Goal of the exercise: Pick out each line in the data below that contains the word "silver", and copy those lines.

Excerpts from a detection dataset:

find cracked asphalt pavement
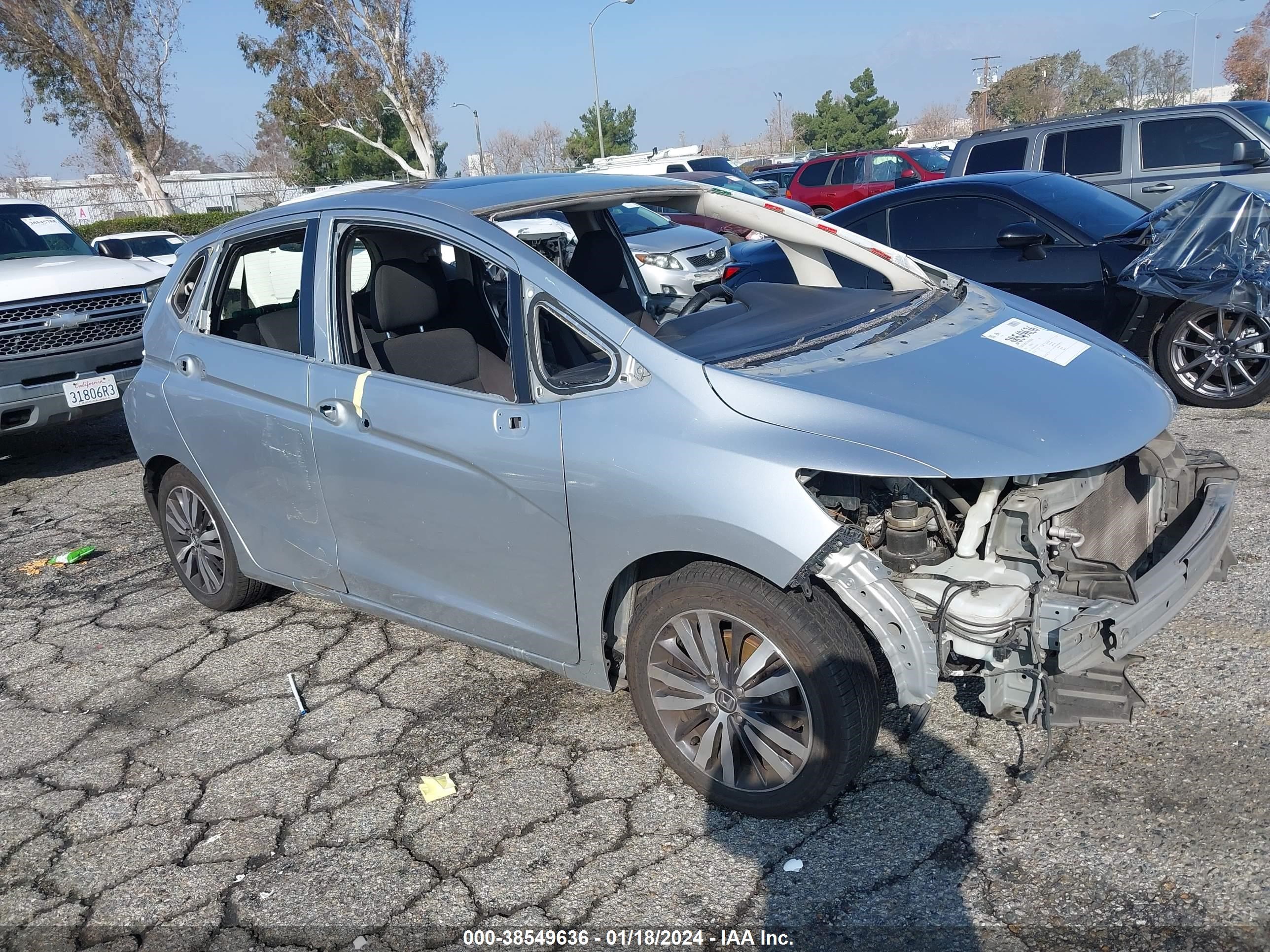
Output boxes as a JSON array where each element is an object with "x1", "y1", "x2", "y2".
[{"x1": 0, "y1": 405, "x2": 1270, "y2": 952}]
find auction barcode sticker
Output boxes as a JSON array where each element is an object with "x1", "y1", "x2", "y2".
[{"x1": 983, "y1": 317, "x2": 1090, "y2": 367}]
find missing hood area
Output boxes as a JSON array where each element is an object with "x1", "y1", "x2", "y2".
[{"x1": 657, "y1": 282, "x2": 960, "y2": 370}]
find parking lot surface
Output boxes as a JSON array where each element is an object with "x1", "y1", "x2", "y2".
[{"x1": 0, "y1": 405, "x2": 1270, "y2": 952}]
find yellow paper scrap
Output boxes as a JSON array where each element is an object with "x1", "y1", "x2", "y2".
[{"x1": 419, "y1": 773, "x2": 455, "y2": 804}]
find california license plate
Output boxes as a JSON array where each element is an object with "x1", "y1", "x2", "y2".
[{"x1": 62, "y1": 373, "x2": 119, "y2": 408}]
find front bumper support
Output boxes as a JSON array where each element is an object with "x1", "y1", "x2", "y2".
[{"x1": 1058, "y1": 478, "x2": 1235, "y2": 674}]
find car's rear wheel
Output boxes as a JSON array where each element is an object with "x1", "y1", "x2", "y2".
[
  {"x1": 159, "y1": 465, "x2": 271, "y2": 612},
  {"x1": 626, "y1": 562, "x2": 882, "y2": 816},
  {"x1": 1155, "y1": 304, "x2": 1270, "y2": 408}
]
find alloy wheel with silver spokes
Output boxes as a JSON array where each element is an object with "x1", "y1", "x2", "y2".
[
  {"x1": 648, "y1": 609, "x2": 813, "y2": 792},
  {"x1": 164, "y1": 485, "x2": 225, "y2": 595},
  {"x1": 1167, "y1": 307, "x2": 1270, "y2": 401}
]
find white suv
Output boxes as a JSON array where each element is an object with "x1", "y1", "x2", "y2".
[
  {"x1": 578, "y1": 146, "x2": 749, "y2": 180},
  {"x1": 0, "y1": 205, "x2": 168, "y2": 436}
]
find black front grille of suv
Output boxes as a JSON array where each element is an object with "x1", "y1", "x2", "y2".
[{"x1": 0, "y1": 288, "x2": 146, "y2": 359}]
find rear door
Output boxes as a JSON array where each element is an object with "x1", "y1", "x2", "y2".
[
  {"x1": 1040, "y1": 122, "x2": 1133, "y2": 198},
  {"x1": 889, "y1": 196, "x2": 1104, "y2": 324},
  {"x1": 163, "y1": 218, "x2": 343, "y2": 590},
  {"x1": 1131, "y1": 113, "x2": 1264, "y2": 208},
  {"x1": 309, "y1": 211, "x2": 578, "y2": 663}
]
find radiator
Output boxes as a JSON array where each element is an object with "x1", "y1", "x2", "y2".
[{"x1": 1053, "y1": 457, "x2": 1160, "y2": 570}]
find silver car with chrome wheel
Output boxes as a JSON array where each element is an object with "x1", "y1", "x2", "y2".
[{"x1": 124, "y1": 175, "x2": 1237, "y2": 816}]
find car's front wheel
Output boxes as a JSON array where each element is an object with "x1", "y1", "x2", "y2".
[
  {"x1": 1155, "y1": 304, "x2": 1270, "y2": 408},
  {"x1": 159, "y1": 463, "x2": 272, "y2": 612},
  {"x1": 626, "y1": 562, "x2": 882, "y2": 816}
]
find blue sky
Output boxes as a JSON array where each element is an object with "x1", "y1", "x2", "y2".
[{"x1": 0, "y1": 0, "x2": 1261, "y2": 176}]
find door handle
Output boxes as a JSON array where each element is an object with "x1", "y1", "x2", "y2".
[
  {"x1": 176, "y1": 354, "x2": 203, "y2": 377},
  {"x1": 314, "y1": 397, "x2": 371, "y2": 429},
  {"x1": 494, "y1": 408, "x2": 529, "y2": 439}
]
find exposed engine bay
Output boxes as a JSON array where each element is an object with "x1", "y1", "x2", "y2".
[{"x1": 799, "y1": 432, "x2": 1238, "y2": 726}]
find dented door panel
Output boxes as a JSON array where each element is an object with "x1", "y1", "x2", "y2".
[{"x1": 163, "y1": 330, "x2": 344, "y2": 591}]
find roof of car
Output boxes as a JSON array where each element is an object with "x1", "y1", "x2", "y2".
[
  {"x1": 658, "y1": 171, "x2": 738, "y2": 181},
  {"x1": 829, "y1": 171, "x2": 1059, "y2": 222},
  {"x1": 961, "y1": 103, "x2": 1265, "y2": 142},
  {"x1": 311, "y1": 171, "x2": 701, "y2": 213},
  {"x1": 93, "y1": 231, "x2": 180, "y2": 244}
]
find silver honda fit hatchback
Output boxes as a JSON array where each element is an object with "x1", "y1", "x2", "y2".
[{"x1": 124, "y1": 175, "x2": 1237, "y2": 816}]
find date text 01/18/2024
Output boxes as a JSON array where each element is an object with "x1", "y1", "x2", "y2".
[{"x1": 463, "y1": 929, "x2": 792, "y2": 948}]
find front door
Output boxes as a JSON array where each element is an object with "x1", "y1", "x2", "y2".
[
  {"x1": 309, "y1": 212, "x2": 578, "y2": 663},
  {"x1": 827, "y1": 155, "x2": 869, "y2": 208},
  {"x1": 163, "y1": 221, "x2": 343, "y2": 590}
]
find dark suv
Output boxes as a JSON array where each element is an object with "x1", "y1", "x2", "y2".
[
  {"x1": 785, "y1": 148, "x2": 949, "y2": 216},
  {"x1": 948, "y1": 102, "x2": 1270, "y2": 208}
]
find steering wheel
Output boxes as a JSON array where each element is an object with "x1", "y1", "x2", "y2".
[{"x1": 679, "y1": 284, "x2": 736, "y2": 317}]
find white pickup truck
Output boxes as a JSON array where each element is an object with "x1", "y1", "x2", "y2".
[{"x1": 0, "y1": 206, "x2": 168, "y2": 437}]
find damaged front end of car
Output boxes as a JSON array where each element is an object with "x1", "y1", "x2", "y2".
[{"x1": 796, "y1": 432, "x2": 1238, "y2": 727}]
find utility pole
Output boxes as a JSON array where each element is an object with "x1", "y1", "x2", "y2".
[
  {"x1": 772, "y1": 93, "x2": 785, "y2": 152},
  {"x1": 970, "y1": 56, "x2": 1001, "y2": 131}
]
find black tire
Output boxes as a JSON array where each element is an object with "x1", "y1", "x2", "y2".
[
  {"x1": 157, "y1": 463, "x2": 273, "y2": 612},
  {"x1": 1152, "y1": 302, "x2": 1270, "y2": 410},
  {"x1": 626, "y1": 562, "x2": 882, "y2": 817}
]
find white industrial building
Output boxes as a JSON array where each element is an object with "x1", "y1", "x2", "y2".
[{"x1": 0, "y1": 170, "x2": 307, "y2": 225}]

Exercise result:
find alloy wheel with silver spokes
find silver car with chrome wheel
find silver honda fit hatchback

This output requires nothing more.